**To be done:** Emit only the lines from the line containing "Annotation guideline: for every instance of the twig, put" through the last line of the entries, unchanged.

── Input records ──

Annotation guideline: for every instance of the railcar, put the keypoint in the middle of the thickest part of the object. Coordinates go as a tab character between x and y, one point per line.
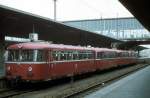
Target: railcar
41	61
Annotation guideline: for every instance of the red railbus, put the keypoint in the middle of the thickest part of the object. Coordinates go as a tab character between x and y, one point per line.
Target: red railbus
41	61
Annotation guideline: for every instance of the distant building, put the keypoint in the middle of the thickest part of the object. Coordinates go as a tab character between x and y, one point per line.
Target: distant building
120	28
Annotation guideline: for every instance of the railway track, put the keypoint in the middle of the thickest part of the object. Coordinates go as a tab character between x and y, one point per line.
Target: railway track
79	86
7	93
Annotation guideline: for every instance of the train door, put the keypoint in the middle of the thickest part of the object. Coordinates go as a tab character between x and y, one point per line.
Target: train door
49	64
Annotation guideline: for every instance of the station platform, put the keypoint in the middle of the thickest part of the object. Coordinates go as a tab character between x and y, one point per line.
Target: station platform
136	85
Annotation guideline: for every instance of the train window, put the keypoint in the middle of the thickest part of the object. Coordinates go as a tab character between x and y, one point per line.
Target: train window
56	55
32	55
75	55
13	55
27	55
40	55
99	55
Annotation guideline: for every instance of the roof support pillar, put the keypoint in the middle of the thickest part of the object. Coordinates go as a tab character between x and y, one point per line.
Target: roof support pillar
2	51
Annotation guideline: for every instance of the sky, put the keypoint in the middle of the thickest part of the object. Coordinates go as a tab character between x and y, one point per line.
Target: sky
71	9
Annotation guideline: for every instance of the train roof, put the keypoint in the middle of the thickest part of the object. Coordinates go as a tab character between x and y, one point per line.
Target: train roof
46	45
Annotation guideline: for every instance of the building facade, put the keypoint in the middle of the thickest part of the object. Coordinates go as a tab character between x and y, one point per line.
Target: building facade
119	28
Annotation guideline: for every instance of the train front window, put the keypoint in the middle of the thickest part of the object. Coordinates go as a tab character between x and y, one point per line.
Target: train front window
13	55
25	55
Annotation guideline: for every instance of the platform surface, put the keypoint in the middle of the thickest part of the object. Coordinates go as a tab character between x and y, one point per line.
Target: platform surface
136	85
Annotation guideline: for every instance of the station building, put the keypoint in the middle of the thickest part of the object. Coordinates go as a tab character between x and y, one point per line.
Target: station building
119	28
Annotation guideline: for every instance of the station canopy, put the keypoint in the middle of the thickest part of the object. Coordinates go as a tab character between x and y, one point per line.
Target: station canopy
17	23
140	9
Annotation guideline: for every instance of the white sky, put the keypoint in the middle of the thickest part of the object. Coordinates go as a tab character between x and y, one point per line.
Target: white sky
71	9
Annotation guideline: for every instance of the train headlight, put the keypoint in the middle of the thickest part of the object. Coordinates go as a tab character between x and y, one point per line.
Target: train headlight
30	68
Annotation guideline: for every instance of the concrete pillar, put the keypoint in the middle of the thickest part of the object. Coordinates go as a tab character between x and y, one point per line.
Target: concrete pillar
2	51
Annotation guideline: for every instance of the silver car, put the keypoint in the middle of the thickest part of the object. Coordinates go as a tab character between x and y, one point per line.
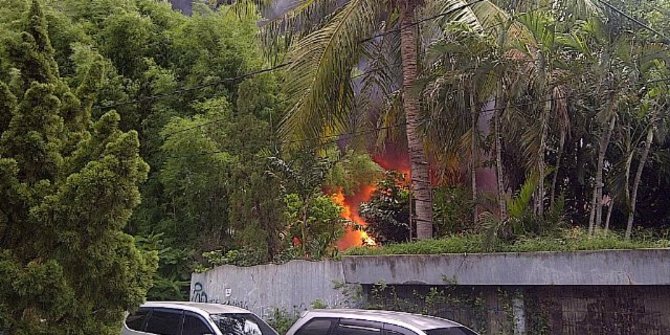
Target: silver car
370	322
190	318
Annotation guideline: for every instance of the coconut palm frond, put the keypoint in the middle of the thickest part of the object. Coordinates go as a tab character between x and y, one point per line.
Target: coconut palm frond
285	25
319	77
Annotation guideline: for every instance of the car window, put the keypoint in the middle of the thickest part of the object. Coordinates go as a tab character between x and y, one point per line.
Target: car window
135	321
241	324
355	327
316	327
195	325
164	322
450	331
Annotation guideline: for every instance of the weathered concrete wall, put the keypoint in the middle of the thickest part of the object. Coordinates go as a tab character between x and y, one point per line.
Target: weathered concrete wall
294	285
574	293
609	267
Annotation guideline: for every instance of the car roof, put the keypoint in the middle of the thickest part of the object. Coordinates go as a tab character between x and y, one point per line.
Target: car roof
423	322
195	307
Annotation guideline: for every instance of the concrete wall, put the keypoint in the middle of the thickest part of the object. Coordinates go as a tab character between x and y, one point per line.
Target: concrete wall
294	285
624	287
613	267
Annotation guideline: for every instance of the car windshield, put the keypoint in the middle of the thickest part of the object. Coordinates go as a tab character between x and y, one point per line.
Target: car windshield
450	331
242	324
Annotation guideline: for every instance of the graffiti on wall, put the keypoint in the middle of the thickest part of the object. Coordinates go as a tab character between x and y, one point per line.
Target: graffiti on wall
199	294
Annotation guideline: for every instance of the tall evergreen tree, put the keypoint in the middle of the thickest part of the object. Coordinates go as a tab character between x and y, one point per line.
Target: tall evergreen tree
68	189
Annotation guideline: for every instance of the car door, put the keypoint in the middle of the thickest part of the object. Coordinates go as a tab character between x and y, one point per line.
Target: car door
195	324
390	329
164	321
358	327
135	322
317	326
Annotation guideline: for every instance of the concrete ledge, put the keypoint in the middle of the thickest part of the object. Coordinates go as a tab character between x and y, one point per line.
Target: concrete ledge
603	267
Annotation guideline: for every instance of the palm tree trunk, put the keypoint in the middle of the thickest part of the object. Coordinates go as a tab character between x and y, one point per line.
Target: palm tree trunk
502	206
609	215
561	146
417	155
473	155
636	183
541	165
595	218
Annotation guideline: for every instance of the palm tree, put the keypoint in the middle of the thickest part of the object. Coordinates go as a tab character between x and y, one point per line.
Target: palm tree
320	78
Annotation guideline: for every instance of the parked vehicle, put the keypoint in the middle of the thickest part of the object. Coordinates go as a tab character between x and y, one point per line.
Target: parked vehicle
370	322
190	318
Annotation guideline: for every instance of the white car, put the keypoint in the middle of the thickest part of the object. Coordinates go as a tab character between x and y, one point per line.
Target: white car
190	318
373	322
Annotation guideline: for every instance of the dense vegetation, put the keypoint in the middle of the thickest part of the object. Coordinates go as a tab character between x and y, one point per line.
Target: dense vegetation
138	145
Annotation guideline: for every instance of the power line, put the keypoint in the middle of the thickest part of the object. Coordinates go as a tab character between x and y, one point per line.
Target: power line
271	69
634	20
195	88
415	23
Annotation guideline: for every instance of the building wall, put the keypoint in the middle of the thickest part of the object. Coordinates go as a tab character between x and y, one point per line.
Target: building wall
604	292
296	285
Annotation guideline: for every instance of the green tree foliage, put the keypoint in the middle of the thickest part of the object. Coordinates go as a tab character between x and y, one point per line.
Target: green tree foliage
387	213
69	188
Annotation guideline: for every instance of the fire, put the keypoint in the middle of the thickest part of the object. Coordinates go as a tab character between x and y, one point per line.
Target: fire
352	237
394	159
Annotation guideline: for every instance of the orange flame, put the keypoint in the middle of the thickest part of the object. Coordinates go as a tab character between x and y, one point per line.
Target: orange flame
352	237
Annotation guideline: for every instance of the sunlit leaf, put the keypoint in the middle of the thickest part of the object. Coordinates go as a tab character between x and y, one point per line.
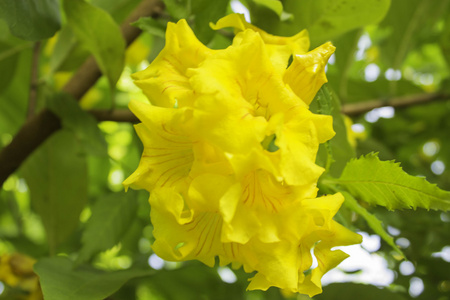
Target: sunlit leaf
338	291
335	153
111	216
60	280
100	34
371	220
384	183
31	19
82	124
56	175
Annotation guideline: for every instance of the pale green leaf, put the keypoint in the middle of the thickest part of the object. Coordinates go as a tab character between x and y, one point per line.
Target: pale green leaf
100	34
326	19
60	280
56	175
385	183
152	26
111	217
31	19
371	220
82	124
334	154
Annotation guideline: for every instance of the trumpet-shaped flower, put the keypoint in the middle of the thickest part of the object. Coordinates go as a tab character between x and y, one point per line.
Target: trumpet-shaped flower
229	156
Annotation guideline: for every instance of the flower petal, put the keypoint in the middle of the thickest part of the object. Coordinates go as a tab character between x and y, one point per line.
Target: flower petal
165	82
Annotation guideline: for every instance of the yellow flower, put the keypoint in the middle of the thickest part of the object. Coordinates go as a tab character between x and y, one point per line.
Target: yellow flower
16	271
229	156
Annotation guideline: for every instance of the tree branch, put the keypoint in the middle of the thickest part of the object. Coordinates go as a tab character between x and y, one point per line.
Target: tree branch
355	109
41	126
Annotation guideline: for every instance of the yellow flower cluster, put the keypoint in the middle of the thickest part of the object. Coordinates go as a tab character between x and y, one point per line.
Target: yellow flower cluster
16	271
229	156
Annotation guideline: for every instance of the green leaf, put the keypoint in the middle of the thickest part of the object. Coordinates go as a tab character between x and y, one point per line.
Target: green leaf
56	175
100	34
59	280
384	183
405	22
8	60
371	220
31	19
178	9
338	291
68	54
152	26
111	217
334	154
324	19
81	123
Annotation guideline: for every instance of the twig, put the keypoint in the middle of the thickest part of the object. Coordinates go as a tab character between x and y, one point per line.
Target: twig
34	80
41	126
363	107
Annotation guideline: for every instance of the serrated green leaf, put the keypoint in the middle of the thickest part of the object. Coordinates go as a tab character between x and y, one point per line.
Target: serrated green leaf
152	26
334	154
111	217
82	124
31	20
59	280
385	183
274	5
56	175
100	34
371	220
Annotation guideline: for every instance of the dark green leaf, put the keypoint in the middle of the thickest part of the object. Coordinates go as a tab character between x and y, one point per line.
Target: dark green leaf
384	183
151	26
8	60
334	154
324	19
111	216
61	281
405	20
56	174
338	291
274	5
371	220
31	19
82	124
100	34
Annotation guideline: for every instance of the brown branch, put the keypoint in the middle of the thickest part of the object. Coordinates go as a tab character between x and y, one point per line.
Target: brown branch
118	115
355	109
34	80
41	126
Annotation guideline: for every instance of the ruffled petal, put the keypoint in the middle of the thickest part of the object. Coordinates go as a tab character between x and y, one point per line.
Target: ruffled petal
165	82
279	48
168	149
306	74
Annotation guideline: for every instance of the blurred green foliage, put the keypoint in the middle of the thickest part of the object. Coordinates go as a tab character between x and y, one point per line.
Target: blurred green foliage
67	198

───

**Response to the exercise:**
Annotation guideline: for every instance of the twig, put the keypoint in the middle of the thickest part of the object. Coordinates go as a tab character between x and y, one point per line.
Target: twig
34	80
41	126
363	107
Annotation guideline: for every instance of the serrated green leaf, put the keypoint in the middle of the thickest part of the object. Coordinates go as a tab character between x and y, one point per line.
Target: serrated green leaf
152	26
334	154
111	217
82	124
31	20
59	280
385	183
274	5
56	175
100	34
371	220
Annotation guideline: for every instance of the dark green leaf, put the keypoint in the middle of the thickest part of the object. Coordinates go as a tab character between x and y, one point per line.
Target: dark green leaf
384	183
151	26
8	60
334	154
324	19
111	216
61	281
405	20
56	174
338	291
274	5
371	220
31	19
82	124
100	34
Annotation guideline: for every instance of the brown branch, put the keypoint in the middle of the thickest part of the object. Coordinates go as a tab character between x and y, one point per line.
Target: brown branch
118	115
355	109
34	80
41	126
Annotation guideline: for every instance of the ruffled petal, put the keypoint in the middle of the thickest part of the object. Coordinates go as a tab character between x and y, one point per line.
Target: ruffled petal
165	82
279	48
168	149
306	74
Annotation guideline: for every instance of the blurred green foliage, put the keypoint in the middle of the thickest part of the object. Coordinates go as a tab character between x and y, one point per line.
Target: blurred green foliage
67	198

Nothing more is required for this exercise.